======== MATERIAL SUPPLIED ========

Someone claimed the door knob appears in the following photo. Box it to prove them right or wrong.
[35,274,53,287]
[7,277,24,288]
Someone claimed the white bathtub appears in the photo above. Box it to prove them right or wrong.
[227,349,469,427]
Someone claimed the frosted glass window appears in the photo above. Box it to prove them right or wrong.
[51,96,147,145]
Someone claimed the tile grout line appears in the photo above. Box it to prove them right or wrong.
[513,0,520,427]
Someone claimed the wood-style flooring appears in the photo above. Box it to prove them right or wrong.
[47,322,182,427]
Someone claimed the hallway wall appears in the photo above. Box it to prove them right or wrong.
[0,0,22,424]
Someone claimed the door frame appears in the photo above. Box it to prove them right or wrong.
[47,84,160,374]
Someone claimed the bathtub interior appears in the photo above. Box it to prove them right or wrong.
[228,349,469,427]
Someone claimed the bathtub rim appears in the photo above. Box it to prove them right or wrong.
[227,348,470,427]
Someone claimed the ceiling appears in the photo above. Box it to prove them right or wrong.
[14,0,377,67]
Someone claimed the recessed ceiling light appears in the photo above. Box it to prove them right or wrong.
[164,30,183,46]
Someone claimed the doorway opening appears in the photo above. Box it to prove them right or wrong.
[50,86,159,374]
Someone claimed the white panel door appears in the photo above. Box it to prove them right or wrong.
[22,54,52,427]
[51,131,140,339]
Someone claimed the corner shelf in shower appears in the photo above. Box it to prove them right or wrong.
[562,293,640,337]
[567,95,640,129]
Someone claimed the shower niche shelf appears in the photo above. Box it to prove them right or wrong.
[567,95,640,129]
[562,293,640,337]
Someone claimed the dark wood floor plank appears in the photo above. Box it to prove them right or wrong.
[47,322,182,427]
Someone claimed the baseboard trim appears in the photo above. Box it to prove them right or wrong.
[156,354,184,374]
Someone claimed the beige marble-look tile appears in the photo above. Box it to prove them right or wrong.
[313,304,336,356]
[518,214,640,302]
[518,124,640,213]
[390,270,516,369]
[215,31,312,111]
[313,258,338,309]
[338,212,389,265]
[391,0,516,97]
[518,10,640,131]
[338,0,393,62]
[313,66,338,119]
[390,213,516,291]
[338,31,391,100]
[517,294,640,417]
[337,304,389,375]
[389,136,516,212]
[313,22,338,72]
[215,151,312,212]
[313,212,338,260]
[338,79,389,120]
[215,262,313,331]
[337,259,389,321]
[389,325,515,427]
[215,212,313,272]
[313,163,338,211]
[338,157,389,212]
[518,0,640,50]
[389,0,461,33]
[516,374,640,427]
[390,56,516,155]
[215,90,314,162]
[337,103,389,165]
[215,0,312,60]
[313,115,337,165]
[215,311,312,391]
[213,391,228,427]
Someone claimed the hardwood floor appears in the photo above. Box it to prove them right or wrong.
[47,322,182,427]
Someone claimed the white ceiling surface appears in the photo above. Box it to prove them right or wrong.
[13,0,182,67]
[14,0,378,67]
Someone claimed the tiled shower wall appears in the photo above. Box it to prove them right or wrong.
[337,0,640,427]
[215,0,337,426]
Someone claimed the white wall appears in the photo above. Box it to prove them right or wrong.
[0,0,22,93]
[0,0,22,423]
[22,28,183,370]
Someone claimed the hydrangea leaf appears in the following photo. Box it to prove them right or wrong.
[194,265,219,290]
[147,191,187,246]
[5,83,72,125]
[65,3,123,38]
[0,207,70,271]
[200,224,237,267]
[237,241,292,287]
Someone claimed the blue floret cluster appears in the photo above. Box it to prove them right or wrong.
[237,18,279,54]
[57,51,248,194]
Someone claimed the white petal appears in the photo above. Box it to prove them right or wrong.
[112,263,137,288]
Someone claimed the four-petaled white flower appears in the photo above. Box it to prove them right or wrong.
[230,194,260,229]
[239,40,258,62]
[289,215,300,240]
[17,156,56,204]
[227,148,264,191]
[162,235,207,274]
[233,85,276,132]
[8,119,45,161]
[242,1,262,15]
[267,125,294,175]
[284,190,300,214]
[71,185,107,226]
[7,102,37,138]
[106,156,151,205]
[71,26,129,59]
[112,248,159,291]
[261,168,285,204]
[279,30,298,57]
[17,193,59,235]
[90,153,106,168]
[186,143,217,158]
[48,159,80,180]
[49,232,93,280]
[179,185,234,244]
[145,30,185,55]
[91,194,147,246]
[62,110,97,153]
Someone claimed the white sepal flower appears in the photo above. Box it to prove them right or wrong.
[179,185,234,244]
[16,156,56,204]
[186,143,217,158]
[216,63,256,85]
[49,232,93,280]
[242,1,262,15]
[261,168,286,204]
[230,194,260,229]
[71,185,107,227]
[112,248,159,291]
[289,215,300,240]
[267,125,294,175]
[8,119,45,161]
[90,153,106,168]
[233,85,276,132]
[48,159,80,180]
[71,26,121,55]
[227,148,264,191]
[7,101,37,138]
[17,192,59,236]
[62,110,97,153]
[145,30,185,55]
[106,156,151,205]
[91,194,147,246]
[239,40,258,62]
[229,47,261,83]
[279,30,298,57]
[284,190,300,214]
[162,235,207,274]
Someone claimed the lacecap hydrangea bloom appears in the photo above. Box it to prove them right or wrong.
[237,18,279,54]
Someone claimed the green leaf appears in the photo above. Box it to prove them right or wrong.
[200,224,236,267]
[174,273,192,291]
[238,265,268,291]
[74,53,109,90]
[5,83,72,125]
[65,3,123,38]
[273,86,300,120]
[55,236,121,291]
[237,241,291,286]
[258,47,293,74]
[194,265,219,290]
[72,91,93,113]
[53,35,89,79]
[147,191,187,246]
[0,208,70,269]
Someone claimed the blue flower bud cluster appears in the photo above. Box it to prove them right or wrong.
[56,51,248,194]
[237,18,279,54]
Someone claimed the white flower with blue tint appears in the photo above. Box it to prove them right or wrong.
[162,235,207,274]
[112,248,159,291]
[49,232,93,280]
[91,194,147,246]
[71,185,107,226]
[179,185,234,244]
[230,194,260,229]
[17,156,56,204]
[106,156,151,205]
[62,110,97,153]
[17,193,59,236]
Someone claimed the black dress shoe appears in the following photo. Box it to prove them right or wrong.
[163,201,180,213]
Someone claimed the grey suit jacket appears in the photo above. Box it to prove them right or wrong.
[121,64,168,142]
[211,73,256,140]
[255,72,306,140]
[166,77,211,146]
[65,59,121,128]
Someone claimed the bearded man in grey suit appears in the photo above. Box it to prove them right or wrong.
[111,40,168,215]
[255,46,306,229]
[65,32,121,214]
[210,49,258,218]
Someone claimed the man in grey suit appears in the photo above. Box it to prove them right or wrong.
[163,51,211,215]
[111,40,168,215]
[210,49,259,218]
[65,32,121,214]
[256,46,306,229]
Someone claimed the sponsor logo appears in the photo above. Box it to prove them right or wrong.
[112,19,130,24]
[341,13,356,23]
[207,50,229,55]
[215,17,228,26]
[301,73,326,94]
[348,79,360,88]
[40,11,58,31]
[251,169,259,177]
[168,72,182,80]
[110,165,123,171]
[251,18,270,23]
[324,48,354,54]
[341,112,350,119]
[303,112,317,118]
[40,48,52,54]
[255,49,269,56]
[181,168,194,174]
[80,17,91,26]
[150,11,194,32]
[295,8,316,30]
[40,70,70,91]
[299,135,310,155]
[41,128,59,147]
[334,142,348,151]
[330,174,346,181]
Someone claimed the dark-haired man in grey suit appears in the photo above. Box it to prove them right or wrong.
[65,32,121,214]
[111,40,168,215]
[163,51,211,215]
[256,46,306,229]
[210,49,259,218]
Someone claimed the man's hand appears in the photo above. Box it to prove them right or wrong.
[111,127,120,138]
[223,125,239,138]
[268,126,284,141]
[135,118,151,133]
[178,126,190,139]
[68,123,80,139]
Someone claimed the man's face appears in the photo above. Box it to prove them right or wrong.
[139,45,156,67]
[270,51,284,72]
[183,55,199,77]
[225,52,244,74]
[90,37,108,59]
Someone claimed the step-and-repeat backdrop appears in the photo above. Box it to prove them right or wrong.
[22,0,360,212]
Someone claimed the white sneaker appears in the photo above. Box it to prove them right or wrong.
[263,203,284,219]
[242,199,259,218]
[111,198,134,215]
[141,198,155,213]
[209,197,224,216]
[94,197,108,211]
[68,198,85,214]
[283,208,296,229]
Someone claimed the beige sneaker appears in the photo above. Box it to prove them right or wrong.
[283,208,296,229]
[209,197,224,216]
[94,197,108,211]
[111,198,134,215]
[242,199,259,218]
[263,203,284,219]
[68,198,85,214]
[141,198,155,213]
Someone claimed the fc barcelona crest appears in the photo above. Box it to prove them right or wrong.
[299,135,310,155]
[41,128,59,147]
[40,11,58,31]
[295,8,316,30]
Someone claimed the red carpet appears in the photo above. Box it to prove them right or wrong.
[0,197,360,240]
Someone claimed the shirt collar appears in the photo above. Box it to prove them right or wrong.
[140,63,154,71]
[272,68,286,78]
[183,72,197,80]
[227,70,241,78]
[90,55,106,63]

========

WHAT IS REQUIRED>
Rewrite the stretch from the line containing "Someone claimed the hardwood" through the line containing "[112,263,137,288]", swapping "claimed" for "said" and leaving everything else unchanged.

EXERCISE SOLUTION>
Someone said the hardwood floor appears in the photo above. Box it to prove them right or wrong.
[47,322,182,427]
Someone said the white ceiling surface appears in the photo above. Box it to prove them right or wrong.
[13,0,182,67]
[14,0,378,67]
Someone said the tiled shower wall appears in the photo above. Box it to prove them right or wrong.
[337,0,640,427]
[215,0,337,426]
Someone said the white wall appears in the photo above. Box it to prove them right or wrong.
[0,0,22,93]
[0,0,22,423]
[22,28,183,370]
Someone said the hydrangea leaf appears in the following photo. Box it to prove them right or wrong.
[194,265,219,290]
[147,191,187,246]
[5,83,72,125]
[65,3,123,38]
[0,207,70,271]
[200,224,237,267]
[237,241,292,287]
Someone said the blue floret cluster appears in the photo above. Box it to prove them right or wrong.
[237,18,279,54]
[57,51,248,194]
Someone said the white petal appears in the photo above. Box it to prove them right or wrong.
[112,263,137,288]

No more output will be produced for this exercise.